> [ZU BEANTWORTENDE FRAGEN]:
**a.** Übersetze den folgenden Satz aus dem Dokumentauszug ins Englische: „Der Prozess ist die erste Verhandlung nach der fast achtwöchigen Corona-Pause am Pfaffenhofener Amtsgericht.“
**b.** Kopiere bitte den Abschnitt des Dokumentauszugs von „Pfaffenhofen - Mit“ bis einschließlich „Betreuer zu Seite.“ Zeichen für Zeichen.

> [DOKUMENTAUSZUG]:
Pfaffenhofen
Sex mit einer 13-Jährigen

Wochenendarrest und Betreuung: Schöffengericht verurteilt 20-Jährigen nach Jugendstrafrecht

06.05.2020 | Stand 02.12.2020, 11:25 Uhr
Wegen sexuellen Missbauchs von Kindern wurde ein 20-Jähriger in Pfaffenhofen verurteilt. −Foto: Ebener, dpa

Pfaffenhofen - Mit einem blauen Auge davongekommen ist ein 20-Jähriger, der sich wegen schwerem sexuellen Missbrauchs von Kindern vor dem Schöffengericht am Pfaffenhofener Amtsgericht verantworten musste. Die Anklage warf ihm Sex mit einer 13-Jährigen vor. Darauf steht nach dem Strafrechtsparagraphen 176 a eine Mindeststrafe von zwei Jahren. Amtsrichter Ulrich Klose urteilte allerdings nach dem Jugendstrafrecht: Er schickte Niklas T. (Name geändert) ins Wochenendarrest und stellt ihm einen Betreuer zu Seite.

 

Der Prozess ist die erste Verhandlung nach der fast achtwöchigen Corona-Pause am Pfaffenhofener Amtsgericht. Um das Infektionsrisiko so gering wie möglich zu halten, sind die Zuschauerreihen bis auf zwei Plätze gesperrt, der Zeugenstand vor dem Richtertisch drei Meter weiter nach hinten verlegt. Auch der Verteidiger, der üblicherweise unmittelbar hinter dem Angeklagten sitzt, nimmt jetzt versetzt hinter ihm Platz. Den Mundschutz allerdings, den sich der Angeklagte wie auch alle anderen Besucher des Amtsgerichts beim Betreten des Gebäudes umbinden musste, nimmt er auf Anweisung Kloses im Sitzungssaal ab: Richter und Staatsanwalt wollen dem Delinquenten ins Gesicht sehen.

> [VORLIEGENDE ANGABEN]:
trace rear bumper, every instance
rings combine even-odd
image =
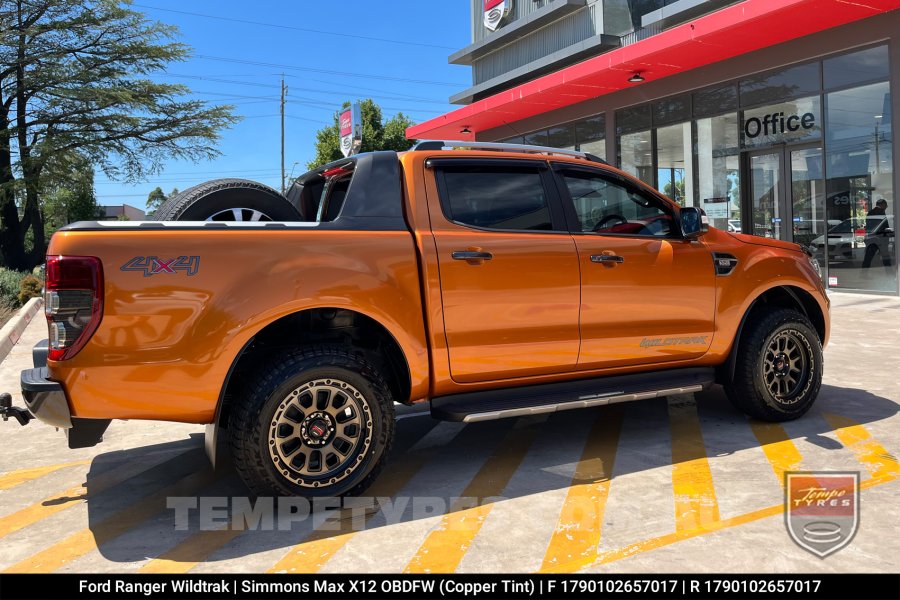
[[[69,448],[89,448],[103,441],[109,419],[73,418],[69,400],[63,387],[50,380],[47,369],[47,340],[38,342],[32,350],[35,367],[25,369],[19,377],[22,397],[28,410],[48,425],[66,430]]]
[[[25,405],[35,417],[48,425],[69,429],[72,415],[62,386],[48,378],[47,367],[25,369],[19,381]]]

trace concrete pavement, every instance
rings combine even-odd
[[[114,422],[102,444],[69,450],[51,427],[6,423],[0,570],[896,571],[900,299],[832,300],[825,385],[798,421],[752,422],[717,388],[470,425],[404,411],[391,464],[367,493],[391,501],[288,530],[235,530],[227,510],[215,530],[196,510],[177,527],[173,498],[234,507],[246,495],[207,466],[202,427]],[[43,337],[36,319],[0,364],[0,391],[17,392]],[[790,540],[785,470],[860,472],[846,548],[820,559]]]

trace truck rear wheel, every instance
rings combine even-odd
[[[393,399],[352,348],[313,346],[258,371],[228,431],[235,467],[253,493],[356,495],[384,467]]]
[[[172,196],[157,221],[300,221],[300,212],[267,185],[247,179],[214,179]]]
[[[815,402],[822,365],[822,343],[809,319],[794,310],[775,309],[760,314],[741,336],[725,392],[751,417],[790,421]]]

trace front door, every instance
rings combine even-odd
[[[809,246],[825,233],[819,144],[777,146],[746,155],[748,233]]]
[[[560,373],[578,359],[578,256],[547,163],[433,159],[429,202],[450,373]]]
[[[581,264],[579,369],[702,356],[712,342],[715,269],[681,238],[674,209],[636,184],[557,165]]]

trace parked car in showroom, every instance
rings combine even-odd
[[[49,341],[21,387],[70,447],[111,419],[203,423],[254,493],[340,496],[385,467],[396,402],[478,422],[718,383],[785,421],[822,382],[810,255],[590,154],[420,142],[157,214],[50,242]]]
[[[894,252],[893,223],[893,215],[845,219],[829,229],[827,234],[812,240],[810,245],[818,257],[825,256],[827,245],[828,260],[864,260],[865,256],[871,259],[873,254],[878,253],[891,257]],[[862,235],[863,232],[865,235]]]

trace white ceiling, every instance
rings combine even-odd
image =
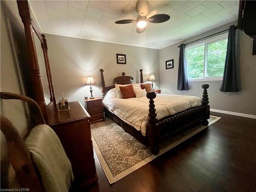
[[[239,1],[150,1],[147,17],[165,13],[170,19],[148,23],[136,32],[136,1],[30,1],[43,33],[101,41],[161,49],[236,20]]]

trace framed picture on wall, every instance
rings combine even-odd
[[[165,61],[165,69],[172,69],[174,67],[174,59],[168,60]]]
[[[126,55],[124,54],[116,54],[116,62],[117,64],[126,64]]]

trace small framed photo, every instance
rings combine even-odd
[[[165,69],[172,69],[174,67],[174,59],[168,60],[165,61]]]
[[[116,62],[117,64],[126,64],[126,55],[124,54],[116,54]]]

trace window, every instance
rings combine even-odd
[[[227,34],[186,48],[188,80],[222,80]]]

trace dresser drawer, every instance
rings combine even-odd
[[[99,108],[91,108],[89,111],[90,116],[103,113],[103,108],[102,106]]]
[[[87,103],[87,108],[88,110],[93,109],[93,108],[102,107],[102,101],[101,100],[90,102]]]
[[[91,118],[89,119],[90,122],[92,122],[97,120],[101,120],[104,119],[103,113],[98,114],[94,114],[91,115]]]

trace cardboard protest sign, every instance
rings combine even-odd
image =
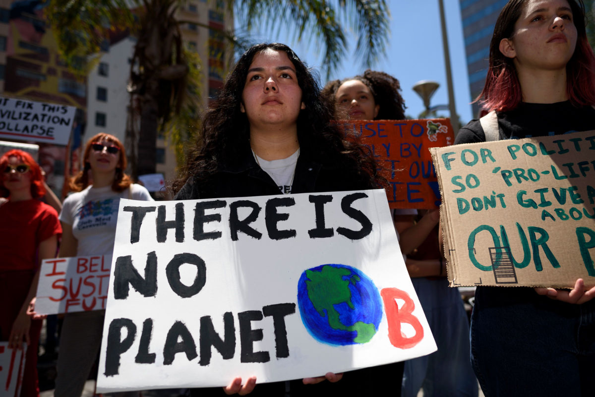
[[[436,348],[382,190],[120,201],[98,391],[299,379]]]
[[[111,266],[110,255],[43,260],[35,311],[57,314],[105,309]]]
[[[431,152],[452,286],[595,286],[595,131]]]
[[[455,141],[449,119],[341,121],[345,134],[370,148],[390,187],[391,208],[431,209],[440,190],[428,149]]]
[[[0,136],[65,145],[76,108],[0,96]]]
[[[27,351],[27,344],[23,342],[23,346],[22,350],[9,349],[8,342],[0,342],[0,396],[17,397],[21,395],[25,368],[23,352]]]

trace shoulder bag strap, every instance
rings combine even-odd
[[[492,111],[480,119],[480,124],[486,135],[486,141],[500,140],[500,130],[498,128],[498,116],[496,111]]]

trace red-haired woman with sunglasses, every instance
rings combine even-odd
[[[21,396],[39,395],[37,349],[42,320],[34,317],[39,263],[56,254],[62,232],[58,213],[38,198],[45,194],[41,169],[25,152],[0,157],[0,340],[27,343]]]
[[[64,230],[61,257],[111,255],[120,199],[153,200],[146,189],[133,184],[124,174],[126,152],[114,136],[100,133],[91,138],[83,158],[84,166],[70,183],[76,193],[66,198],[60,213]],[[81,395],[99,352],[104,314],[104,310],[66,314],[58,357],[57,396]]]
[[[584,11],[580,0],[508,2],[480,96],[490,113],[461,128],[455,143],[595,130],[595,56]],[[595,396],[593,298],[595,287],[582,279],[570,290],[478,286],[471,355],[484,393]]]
--
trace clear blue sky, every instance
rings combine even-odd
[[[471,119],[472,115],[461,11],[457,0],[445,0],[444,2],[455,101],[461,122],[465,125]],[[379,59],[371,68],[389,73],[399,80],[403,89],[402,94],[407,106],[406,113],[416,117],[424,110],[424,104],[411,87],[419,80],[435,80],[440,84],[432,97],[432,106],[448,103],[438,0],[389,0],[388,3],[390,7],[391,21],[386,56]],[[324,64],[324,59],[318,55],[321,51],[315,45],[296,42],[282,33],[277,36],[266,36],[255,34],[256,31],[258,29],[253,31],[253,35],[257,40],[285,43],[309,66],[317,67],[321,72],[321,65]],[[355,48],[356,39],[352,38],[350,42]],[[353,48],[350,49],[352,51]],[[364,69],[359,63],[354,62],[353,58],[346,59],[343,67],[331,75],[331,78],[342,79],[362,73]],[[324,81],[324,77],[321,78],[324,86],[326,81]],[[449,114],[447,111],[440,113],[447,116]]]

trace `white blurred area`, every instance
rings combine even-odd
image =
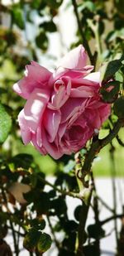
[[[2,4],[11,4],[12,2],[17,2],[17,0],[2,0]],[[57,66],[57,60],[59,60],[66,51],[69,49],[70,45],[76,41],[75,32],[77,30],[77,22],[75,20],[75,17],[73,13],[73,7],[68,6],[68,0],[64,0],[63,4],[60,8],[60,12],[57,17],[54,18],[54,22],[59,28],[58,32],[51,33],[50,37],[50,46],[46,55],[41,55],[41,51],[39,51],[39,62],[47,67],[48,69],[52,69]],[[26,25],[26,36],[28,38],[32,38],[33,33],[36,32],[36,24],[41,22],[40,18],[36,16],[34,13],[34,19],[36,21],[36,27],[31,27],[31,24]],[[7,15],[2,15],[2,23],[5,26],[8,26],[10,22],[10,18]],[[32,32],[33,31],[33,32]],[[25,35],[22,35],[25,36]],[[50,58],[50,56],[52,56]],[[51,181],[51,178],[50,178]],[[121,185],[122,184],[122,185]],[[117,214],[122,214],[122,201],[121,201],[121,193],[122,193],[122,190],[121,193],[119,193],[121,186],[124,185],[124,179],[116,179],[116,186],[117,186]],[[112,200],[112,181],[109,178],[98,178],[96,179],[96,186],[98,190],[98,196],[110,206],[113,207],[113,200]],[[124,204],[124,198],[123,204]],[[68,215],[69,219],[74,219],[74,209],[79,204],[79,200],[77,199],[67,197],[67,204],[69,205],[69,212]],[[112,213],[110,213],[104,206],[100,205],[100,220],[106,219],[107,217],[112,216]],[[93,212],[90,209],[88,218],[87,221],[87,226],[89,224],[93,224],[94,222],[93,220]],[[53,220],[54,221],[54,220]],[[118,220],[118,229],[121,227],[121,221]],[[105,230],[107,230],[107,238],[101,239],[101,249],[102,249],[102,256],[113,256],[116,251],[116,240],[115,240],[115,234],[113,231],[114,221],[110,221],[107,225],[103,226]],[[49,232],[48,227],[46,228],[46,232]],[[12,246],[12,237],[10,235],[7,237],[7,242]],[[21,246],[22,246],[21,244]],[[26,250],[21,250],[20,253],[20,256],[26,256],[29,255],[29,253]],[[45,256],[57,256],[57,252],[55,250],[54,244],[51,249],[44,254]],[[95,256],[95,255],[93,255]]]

> [ERGEBNISSE JE AUFGABE]:
**a.** The trial is the first hearing after the almost eight-week coronavirus break at the Pfaffenhofen district court.

**b.**
Pfaffenhofen - Mit einem blauen Auge davongekommen ist ein 20-Jähriger, der sich wegen schwerem sexuellen Missbrauchs von Kindern vor dem Schöffengericht am Pfaffenhofener Amtsgericht verantworten musste. Die Anklage warf ihm Sex mit einer 13-Jährigen vor. Darauf steht nach dem Strafrechtsparagraphen 176 a eine Mindeststrafe von zwei Jahren. Amtsrichter Ulrich Klose urteilte allerdings nach dem Jugendstrafrecht: Er schickte Niklas T. (Name geändert) ins Wochenendarrest und stellt ihm einen Betreuer zu Seite.